Continue the Advent reflection below from its final sentence, in the same voice and style.

> [Provided passage]
□ □ □ □

As we continue our  advent  journey we need to stop and  ask ourselves what are we waiting for. Are we waiting for the razzmatazz and presents that the secular part of Christmas bring or are  we preparing for the greatest gift from God to us that is  his Son, Jesus the light in the darkness who John the Baptist foretold when he said prepare the way for the lord make straight his paths.

First Sunday of Advent

First Sunday In Advent

Here we are at the beginning of another Church year, as we continue to live with COVID 19 the last 2 years have been some going as we hope to see better days in the year ahead. we pray in a special way for the African Nations who are affected by the current COVID variant . This weekend we have a change of colour and a change mood we go from the green of Ordinary time to the Purple which symbolizes the penitential season of Advent. We also light the first purple candle on the advent wreath and place the symbols on the Jesse tree. Advent is the season that brings us back to the ancient longing of the human race for the coming of one who would bring  liberation from sadness and the fulfillment of perfect peace to this world. The word Advent derives from the Latin word meaning coming. The Lord is coming may the heavens rejoice and earth be glad.

□ □ □ □

Referring expression data:
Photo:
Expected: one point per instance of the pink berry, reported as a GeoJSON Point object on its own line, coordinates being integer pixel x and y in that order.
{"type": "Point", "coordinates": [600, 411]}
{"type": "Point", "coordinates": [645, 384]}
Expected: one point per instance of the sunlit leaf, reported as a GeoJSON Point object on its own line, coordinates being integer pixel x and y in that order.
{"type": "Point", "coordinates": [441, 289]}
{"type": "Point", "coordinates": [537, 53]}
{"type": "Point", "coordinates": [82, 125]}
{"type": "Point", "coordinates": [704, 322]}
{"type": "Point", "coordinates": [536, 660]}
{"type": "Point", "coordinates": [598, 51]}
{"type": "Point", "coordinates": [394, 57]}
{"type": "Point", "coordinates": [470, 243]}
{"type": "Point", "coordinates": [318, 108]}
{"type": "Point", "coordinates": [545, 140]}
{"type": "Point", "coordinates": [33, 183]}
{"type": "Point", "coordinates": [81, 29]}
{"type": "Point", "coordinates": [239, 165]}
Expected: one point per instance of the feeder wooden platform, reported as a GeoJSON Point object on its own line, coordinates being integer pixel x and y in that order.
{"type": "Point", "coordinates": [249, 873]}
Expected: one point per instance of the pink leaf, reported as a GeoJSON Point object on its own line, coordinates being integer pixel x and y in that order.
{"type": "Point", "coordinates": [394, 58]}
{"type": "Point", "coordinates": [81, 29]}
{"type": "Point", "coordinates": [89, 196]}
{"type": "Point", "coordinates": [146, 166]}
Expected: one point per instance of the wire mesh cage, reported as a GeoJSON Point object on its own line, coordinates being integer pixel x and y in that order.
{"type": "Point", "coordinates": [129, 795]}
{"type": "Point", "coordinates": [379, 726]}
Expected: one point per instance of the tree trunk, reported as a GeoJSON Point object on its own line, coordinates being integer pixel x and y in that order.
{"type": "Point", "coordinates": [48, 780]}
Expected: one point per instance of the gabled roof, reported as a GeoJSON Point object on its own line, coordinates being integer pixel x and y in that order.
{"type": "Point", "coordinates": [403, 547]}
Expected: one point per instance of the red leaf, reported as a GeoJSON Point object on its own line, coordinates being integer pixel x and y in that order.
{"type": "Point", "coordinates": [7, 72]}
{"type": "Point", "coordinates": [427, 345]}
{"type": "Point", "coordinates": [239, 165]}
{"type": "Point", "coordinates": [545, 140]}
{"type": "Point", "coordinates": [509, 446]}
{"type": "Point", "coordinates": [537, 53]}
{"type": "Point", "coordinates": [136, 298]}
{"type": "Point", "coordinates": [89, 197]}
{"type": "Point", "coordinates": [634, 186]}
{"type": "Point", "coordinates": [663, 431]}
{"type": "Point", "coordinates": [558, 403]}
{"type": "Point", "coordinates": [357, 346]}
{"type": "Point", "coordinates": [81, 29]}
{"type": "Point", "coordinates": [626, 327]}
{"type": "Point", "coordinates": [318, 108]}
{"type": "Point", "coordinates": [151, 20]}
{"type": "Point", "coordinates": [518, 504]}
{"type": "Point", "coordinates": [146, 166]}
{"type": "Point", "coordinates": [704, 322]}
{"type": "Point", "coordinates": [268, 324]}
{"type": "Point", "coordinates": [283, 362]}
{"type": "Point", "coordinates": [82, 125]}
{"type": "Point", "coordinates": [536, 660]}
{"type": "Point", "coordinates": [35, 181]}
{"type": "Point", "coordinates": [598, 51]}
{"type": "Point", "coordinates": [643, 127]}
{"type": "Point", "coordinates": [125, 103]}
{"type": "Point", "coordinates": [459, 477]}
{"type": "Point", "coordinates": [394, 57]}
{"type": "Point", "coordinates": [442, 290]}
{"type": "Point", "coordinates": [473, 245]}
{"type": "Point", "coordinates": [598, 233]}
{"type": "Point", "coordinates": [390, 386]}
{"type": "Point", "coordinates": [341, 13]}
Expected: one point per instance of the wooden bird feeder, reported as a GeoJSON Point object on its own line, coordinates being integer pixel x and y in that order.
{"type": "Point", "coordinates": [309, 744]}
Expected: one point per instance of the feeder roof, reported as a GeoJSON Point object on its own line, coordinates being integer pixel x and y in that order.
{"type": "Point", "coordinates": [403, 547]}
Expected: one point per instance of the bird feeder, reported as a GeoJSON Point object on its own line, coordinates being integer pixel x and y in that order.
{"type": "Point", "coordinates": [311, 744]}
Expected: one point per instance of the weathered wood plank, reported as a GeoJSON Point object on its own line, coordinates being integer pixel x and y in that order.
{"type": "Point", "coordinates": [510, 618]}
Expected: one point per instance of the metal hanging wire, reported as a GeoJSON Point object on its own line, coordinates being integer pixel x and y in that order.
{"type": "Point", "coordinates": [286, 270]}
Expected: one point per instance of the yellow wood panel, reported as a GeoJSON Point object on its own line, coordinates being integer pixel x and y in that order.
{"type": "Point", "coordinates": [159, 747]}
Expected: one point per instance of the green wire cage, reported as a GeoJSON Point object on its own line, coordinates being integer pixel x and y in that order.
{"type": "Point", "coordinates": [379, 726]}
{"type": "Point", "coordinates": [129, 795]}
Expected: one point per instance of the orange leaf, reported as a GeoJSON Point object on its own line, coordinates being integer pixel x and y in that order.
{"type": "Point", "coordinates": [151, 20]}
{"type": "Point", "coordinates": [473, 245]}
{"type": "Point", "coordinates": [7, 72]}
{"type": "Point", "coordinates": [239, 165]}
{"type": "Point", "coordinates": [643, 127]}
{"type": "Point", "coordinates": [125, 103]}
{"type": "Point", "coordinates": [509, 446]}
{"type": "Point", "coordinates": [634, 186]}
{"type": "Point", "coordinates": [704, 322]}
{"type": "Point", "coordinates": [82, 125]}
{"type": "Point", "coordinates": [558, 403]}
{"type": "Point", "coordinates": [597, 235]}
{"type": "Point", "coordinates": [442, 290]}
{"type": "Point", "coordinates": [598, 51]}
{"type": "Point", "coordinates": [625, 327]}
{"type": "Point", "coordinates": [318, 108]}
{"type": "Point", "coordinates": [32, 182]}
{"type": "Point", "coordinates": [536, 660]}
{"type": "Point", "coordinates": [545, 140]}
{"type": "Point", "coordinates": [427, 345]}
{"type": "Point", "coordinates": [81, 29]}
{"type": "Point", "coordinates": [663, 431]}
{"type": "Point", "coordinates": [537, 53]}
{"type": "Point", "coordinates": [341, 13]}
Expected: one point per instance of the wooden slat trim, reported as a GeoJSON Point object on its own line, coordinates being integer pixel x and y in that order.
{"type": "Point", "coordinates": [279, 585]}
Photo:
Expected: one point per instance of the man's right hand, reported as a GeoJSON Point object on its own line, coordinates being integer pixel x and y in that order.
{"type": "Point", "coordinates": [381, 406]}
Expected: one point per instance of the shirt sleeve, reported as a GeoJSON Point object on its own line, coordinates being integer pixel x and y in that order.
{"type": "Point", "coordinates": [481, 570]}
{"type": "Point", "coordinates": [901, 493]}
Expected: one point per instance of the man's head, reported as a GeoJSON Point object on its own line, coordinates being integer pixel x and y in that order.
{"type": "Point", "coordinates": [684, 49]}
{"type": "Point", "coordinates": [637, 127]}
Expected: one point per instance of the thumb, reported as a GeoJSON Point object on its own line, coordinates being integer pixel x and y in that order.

□ □ □ □

> [Answer section]
During Advent we recall the history of God’s people and reflect on how the prophecies and promises of the Old Testament were fulfilled.  At the beginning of each church year we are reminded that Jesus the Christ is present as a person to us.   The prophet Jeremiah foretold the day when God would send his Messiah King  to “execute justice and righteousness in the land” (Jeremiah 33:15). Jesus is the fulfillment of this promise and every promise which God has made. In these short verses in the Gospel, Jesus described the beginning of God’s final initiative. He would give signs of warning across the sky, cause anxiety on earth with violent sea storms, and shake up the heavens. Today we would explain this scientifically as eclipses, meteor showers, and the result of storm systems. The ancient people attributed to God’s intervention in the order of the cosmos.

God would shake things up and so he does today as we look at Pope Francis and the way he challenges us as individuals and as members of the Church.  People of Jesus time would grow anxious because their faith systems and rituals failed.  But, Christians were to rejoice. Their Savior was close at hand! Now, their world view and lifestyle would be vindicated. Luke presents this time as a time of hope filled anticipation. Through great power and glory, the Son of Man would come and free his followers. Unlike the anxious people of the world, the Christian people were to anticipate the end in hope. During Advent, we are invited to prepare our hearts for the coming of the Lord – to wait in joyful hope as we prepare for the annual celebration of his birth. So now let us go forth in peace and hope to prepare over these next few weeks to meet the Lord at Christmas.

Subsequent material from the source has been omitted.